**What to do**.
All of the data should be reproduced word for word, though its pictures must be omitted.

**Data for review**.
-- Opening Marker --

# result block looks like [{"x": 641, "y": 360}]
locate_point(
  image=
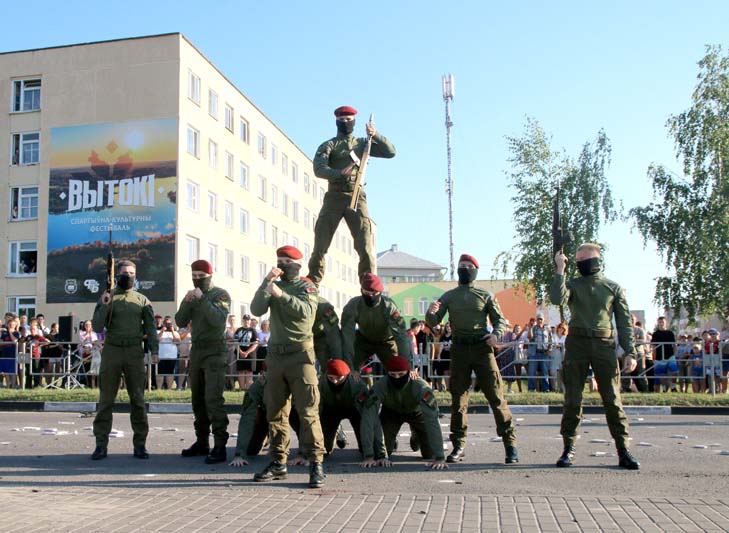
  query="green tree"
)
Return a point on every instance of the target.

-- Closing Marker --

**Answer space**.
# result block looks like [{"x": 641, "y": 360}]
locate_point(
  image=
  query="green tree"
)
Return a point on every instance of the target.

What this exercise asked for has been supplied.